Work order: Would you write out the lines from the one containing "Target: car windshield" to the end of the records below, exactly and in full, please?

Information supplied:
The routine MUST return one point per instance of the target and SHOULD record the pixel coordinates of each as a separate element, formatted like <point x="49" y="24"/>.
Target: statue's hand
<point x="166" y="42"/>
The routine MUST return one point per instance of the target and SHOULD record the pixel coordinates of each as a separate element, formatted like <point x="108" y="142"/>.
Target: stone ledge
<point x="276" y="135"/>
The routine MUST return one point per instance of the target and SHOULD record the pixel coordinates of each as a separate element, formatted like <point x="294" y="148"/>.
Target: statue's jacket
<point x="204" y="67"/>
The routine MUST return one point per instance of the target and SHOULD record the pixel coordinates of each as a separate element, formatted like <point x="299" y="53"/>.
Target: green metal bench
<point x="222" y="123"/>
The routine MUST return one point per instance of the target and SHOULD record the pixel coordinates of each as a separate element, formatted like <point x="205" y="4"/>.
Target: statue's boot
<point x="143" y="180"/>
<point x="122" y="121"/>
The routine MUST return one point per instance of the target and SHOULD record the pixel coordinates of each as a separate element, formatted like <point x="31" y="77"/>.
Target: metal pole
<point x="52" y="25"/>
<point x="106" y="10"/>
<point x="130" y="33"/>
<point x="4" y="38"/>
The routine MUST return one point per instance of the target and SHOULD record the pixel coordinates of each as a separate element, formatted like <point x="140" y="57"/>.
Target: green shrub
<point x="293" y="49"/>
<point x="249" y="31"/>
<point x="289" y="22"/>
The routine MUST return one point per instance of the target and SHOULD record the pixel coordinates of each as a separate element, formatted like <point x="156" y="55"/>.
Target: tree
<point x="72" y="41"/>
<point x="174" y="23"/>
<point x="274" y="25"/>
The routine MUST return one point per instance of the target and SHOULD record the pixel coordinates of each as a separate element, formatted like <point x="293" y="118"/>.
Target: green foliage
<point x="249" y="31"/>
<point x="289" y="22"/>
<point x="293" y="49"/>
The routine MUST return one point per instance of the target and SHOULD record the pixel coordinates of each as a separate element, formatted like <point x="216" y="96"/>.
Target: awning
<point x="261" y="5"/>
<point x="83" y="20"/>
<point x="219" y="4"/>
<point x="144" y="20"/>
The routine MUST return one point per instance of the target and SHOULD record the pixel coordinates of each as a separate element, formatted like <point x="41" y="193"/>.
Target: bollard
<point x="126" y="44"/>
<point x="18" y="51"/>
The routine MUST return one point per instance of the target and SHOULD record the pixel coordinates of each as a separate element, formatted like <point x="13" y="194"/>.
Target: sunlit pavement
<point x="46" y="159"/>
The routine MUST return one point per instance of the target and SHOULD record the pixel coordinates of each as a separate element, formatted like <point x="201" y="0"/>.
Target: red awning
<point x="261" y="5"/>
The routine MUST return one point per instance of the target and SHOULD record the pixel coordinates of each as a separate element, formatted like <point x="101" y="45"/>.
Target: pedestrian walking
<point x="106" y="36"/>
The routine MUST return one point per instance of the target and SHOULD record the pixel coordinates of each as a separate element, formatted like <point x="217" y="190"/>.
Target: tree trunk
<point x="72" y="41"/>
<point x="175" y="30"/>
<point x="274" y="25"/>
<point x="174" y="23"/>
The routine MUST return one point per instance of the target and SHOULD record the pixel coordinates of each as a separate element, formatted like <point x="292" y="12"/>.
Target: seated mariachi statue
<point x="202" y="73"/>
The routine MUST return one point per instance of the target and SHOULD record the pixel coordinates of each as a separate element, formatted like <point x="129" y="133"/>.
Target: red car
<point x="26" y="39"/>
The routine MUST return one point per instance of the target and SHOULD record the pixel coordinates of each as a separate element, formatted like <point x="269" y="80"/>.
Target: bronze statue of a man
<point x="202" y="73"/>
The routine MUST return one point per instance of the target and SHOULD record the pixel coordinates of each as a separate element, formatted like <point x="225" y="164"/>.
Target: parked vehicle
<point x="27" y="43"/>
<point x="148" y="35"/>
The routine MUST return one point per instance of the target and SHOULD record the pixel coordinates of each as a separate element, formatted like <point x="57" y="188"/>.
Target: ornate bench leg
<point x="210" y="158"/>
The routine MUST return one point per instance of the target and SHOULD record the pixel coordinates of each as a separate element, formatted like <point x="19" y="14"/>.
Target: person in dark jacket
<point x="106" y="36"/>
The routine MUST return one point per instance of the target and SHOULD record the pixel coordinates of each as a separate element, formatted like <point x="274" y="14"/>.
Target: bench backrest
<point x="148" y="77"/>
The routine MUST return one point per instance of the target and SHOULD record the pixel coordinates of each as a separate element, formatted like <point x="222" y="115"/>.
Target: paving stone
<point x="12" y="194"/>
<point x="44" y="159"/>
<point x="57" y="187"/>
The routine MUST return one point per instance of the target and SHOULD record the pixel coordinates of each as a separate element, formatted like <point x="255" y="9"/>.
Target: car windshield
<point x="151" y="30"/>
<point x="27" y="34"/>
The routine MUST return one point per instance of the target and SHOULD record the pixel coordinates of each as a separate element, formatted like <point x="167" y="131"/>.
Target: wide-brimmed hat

Written reply:
Target: car windshield
<point x="151" y="30"/>
<point x="27" y="34"/>
The routine MUST return one point per instance of the target and SHOULD record the pixel coordinates of each as a separate element, formatted like <point x="167" y="131"/>.
Target: wide-brimmed hat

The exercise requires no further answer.